Rows:
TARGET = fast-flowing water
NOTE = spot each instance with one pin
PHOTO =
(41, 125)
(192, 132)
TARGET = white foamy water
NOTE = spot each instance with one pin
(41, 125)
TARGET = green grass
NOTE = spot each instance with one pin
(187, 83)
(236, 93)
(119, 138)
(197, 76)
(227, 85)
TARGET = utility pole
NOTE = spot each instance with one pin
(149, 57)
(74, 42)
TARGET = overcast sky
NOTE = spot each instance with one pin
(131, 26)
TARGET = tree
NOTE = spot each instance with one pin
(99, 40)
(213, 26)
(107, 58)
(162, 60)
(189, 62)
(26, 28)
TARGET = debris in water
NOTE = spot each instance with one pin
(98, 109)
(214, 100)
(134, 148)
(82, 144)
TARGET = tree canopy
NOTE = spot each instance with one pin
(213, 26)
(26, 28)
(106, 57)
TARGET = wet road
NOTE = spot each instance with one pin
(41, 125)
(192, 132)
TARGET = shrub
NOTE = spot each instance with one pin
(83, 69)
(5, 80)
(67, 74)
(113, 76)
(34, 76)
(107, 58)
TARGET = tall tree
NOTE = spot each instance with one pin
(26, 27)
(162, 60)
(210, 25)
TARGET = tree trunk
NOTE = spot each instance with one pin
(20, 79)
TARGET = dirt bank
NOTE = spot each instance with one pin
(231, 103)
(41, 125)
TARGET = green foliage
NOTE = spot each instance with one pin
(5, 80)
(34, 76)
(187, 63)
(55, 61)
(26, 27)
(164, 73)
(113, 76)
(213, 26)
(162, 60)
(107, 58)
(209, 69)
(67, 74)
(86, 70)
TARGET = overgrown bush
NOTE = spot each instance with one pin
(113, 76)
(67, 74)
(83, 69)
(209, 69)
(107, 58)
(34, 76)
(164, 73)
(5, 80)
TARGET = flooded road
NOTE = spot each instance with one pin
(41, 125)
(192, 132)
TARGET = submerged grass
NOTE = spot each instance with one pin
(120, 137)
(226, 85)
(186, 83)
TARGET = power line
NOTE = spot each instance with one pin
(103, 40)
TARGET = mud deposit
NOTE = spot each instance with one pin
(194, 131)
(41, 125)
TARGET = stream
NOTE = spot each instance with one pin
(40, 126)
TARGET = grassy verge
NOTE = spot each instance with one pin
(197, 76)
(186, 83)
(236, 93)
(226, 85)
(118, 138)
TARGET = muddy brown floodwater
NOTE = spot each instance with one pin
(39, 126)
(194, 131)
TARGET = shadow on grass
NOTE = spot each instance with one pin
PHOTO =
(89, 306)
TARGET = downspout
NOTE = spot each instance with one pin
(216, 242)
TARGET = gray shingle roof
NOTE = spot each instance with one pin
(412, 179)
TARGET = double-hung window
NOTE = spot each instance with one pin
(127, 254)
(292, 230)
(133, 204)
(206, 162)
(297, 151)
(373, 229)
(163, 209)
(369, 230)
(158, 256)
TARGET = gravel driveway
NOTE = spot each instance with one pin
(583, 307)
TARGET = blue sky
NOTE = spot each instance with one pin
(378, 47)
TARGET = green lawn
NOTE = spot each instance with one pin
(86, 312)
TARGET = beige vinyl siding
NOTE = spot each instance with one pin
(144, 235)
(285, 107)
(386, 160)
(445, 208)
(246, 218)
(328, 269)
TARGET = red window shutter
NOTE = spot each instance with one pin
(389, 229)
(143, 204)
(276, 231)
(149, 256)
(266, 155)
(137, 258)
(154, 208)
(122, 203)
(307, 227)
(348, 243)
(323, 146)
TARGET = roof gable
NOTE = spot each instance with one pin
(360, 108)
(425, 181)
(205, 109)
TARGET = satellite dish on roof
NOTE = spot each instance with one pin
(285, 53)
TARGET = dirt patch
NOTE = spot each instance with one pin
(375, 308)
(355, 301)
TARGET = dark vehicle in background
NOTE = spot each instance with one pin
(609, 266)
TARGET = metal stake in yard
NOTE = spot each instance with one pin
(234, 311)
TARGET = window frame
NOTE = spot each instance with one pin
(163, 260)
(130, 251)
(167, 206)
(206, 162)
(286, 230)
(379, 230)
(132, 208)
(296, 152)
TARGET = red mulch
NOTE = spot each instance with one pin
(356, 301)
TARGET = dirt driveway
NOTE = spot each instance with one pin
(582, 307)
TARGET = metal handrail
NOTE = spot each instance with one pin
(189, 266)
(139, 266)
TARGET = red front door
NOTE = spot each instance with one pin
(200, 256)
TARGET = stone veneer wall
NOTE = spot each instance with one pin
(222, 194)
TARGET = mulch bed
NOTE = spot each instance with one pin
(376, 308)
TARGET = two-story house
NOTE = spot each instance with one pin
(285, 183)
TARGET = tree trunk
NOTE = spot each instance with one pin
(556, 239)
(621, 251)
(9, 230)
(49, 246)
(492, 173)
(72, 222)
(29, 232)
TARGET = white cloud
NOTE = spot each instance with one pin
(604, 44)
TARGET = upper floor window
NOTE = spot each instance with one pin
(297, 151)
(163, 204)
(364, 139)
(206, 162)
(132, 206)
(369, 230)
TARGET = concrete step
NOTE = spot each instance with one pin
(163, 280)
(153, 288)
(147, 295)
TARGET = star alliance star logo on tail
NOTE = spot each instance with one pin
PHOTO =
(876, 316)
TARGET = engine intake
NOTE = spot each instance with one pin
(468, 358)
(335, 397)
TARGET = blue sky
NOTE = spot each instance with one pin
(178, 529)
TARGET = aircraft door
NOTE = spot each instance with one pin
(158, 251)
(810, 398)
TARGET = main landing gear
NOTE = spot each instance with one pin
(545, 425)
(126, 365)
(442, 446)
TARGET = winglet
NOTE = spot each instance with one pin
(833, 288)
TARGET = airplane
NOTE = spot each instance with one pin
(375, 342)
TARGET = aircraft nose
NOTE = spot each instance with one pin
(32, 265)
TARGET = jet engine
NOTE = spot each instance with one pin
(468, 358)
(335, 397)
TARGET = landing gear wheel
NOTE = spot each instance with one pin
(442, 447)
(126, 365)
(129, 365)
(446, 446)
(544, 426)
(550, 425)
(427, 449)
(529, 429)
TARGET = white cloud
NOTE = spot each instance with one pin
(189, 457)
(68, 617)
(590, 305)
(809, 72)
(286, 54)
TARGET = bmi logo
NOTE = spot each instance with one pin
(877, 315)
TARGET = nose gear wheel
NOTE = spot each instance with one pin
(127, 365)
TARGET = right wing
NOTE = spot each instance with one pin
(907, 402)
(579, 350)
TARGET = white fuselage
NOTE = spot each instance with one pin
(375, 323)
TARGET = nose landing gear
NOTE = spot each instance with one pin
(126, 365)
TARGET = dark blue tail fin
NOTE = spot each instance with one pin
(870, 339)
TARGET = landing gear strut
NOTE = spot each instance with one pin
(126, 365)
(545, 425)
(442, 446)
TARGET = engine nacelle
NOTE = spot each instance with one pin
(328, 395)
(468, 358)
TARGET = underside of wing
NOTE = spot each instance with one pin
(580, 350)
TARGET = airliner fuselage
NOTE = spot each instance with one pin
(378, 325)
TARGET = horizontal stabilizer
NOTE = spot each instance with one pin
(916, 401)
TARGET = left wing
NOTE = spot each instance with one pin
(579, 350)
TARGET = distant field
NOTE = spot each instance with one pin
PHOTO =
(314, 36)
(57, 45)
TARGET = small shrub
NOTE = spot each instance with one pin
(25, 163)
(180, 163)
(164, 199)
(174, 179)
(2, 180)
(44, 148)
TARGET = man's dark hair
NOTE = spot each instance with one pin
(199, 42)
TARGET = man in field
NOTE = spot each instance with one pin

Required work:
Produce an exact copy of all the records.

Reply to the exercise:
TARGET = fast-flowing water
NOTE = spot each instance with one pin
PHOTO =
(41, 125)
(192, 132)
TARGET = white foamy water
NOTE = spot each instance with one pin
(41, 125)
TARGET = green grass
NOTE = spot each instance with one pin
(187, 83)
(236, 93)
(119, 138)
(197, 76)
(227, 85)
TARGET = utility pole
NOTE = spot each instance with one pin
(149, 57)
(74, 42)
TARGET = overcast sky
NOTE = spot each instance with one pin
(131, 26)
TARGET = tree
NOTE = spot each instance with one pin
(99, 40)
(213, 26)
(107, 58)
(162, 60)
(189, 62)
(26, 28)
TARGET = debris in water
NOTE = spot each instance with one pin
(98, 109)
(214, 100)
(134, 148)
(82, 144)
TARGET = tree canopy
NOTE = spot each instance with one pin
(213, 26)
(26, 28)
(106, 57)
TARGET = wet road
NOTE = spot each instance with one pin
(41, 125)
(192, 132)
TARGET = shrub
NOTE = spot each instance with one pin
(83, 69)
(5, 80)
(67, 74)
(113, 76)
(34, 76)
(107, 58)
TARGET = tall tree
NOTE = spot each instance with one pin
(26, 27)
(162, 60)
(210, 25)
TARGET = tree trunk
NOTE = spot each instance with one pin
(20, 79)
TARGET = dirt bank
NOTE = spot each instance with one pin
(231, 103)
(41, 125)
TARGET = green foliage
NOTE = spot each instance with one pin
(5, 80)
(34, 76)
(187, 63)
(55, 61)
(26, 27)
(164, 73)
(113, 76)
(213, 26)
(162, 60)
(107, 58)
(209, 69)
(67, 74)
(86, 70)
TARGET = overgrown bush
NOTE = spot each instance with one pin
(113, 76)
(67, 74)
(83, 69)
(209, 69)
(107, 58)
(34, 76)
(164, 73)
(5, 80)
TARGET = flooded road
NOTE = spot each instance with one pin
(41, 125)
(192, 132)
TARGET = submerged grass
NOTE = spot each instance with one pin
(120, 137)
(226, 85)
(186, 83)
TARGET = power line
NOTE = spot each instance with one pin
(103, 40)
TARGET = mud deposit
NOTE = spot each instance with one pin
(194, 131)
(41, 125)
TARGET = stream
NOTE = spot each instance with one pin
(40, 126)
TARGET = grassy verge
NOTE = spot each instance with one pin
(197, 76)
(186, 83)
(236, 93)
(226, 85)
(118, 138)
TARGET = muddy brown floodwater
NOTE = spot each instance with one pin
(39, 126)
(194, 131)
TARGET = shadow on grass
NOTE = spot each instance with one pin
PHOTO =
(89, 306)
TARGET = downspout
NOTE = spot each instance with one pin
(216, 242)
TARGET = gray shingle roof
NOTE = spot each instance with one pin
(412, 179)
TARGET = double-hung window
NOTE = spot each instance with one pin
(127, 254)
(292, 230)
(133, 204)
(206, 162)
(297, 151)
(373, 229)
(163, 209)
(369, 230)
(158, 256)
TARGET = gravel driveway
NOTE = spot each instance with one pin
(583, 307)
TARGET = blue sky
NOTE = spot each instance with one pin
(378, 47)
TARGET = green lawn
NOTE = spot each instance with one pin
(86, 312)
TARGET = beige vinyl siding
NOTE = spot each instance with one pin
(144, 235)
(285, 107)
(386, 160)
(445, 208)
(246, 218)
(328, 269)
TARGET = red window shutter
NOTE = spot each instance with one pin
(389, 229)
(143, 204)
(276, 231)
(149, 256)
(266, 155)
(137, 258)
(154, 208)
(122, 203)
(307, 227)
(348, 243)
(323, 146)
TARGET = roof gable
NOTE = spot each instance with one pin
(360, 108)
(425, 181)
(205, 109)
TARGET = satellite dish on roof
NOTE = spot each instance with one pin
(285, 53)
TARGET = dirt patch
NOTE = spot each instance with one pin
(375, 308)
(355, 301)
TARGET = dark vehicle in background
NOTE = spot each instance with one pin
(609, 266)
TARGET = metal stake in yard
NOTE = spot each instance with one pin
(234, 311)
TARGET = window frame
NOTE = spot each instance with one pin
(163, 260)
(130, 251)
(167, 206)
(206, 162)
(286, 230)
(379, 230)
(132, 208)
(296, 152)
TARGET = red mulch
NOTE = spot each instance with one pin
(356, 301)
TARGET = dirt driveway
NOTE = spot each instance with one pin
(582, 307)
TARGET = metal handrail
NOTE = spot each instance with one pin
(189, 266)
(139, 266)
TARGET = red front door
NOTE = spot each instance with one pin
(200, 256)
TARGET = stone veneer wall
NOTE = spot each instance with one pin
(222, 194)
TARGET = mulch bed
NOTE = spot each instance with one pin
(376, 308)
TARGET = two-story house
NOTE = spot each instance with one pin
(285, 183)
TARGET = tree trunk
NOTE = spot each instance with one pin
(556, 239)
(621, 251)
(9, 230)
(49, 246)
(492, 173)
(72, 222)
(29, 232)
TARGET = white cloud
NOTE = spot each instance with one pin
(604, 44)
TARGET = upper floor window
NOTE = spot each instance with one pin
(297, 151)
(163, 204)
(364, 139)
(206, 162)
(132, 206)
(369, 230)
TARGET = concrete step
NOTE = spot each instance with one pin
(163, 280)
(153, 288)
(147, 295)
TARGET = star alliance star logo on tail
NOTE = spot each instance with one pin
PHOTO =
(876, 316)
TARGET = engine intake
NOTE = spot each instance with one pin
(468, 358)
(335, 397)
TARGET = blue sky
NOTE = spot each instance with one pin
(178, 529)
TARGET = aircraft door
NOTE = spot each instance with one pin
(158, 251)
(810, 398)
TARGET = main landing gear
NOTE = spot each instance with one pin
(545, 425)
(126, 365)
(442, 446)
TARGET = winglet
NOTE = spot each instance with one pin
(833, 288)
TARGET = airplane
NOTE = spot each instance with one pin
(375, 342)
TARGET = aircraft nose
NOTE = spot each instance with one pin
(32, 265)
TARGET = jet engine
NOTE = spot each instance with one pin
(468, 358)
(335, 397)
TARGET = landing gear wheel
NOTE = spot each instance with one pin
(442, 447)
(126, 365)
(129, 365)
(446, 446)
(544, 426)
(550, 425)
(427, 449)
(529, 429)
TARGET = white cloud
NOTE = spot each instance with one pin
(189, 457)
(68, 617)
(590, 305)
(809, 72)
(286, 54)
TARGET = bmi logo
NOTE = spot each instance with one pin
(877, 315)
TARGET = nose gear wheel
NOTE = spot each instance with one pin
(127, 365)
TARGET = right wing
NOTE = spot each instance with one pin
(907, 402)
(579, 350)
TARGET = white fuselage
NOTE = spot each instance with one pin
(375, 323)
TARGET = nose landing gear
NOTE = spot each instance with one pin
(126, 365)
TARGET = dark blue tail fin
NOTE = spot each instance with one pin
(870, 339)
TARGET = landing gear strut
NOTE = spot each instance with one pin
(126, 365)
(545, 425)
(442, 446)
TARGET = engine nacelle
NOTE = spot each instance with one pin
(328, 395)
(468, 358)
TARGET = underside of wing
NOTE = spot each instance with one pin
(580, 350)
TARGET = airliner fuselage
NOTE = spot each instance with one pin
(378, 325)
TARGET = horizontal stabilizer
NOTE = spot each instance with one pin
(916, 401)
TARGET = left wing
NOTE = spot each instance with one pin
(579, 350)
TARGET = distant field
NOTE = spot each instance with one pin
PHOTO =
(314, 36)
(57, 45)
TARGET = small shrub
NOTE = spot each instance with one pin
(25, 163)
(180, 163)
(164, 199)
(174, 179)
(2, 180)
(44, 148)
TARGET = man's dark hair
NOTE = spot each instance with one pin
(199, 42)
TARGET = man in field
NOTE = spot each instance with one pin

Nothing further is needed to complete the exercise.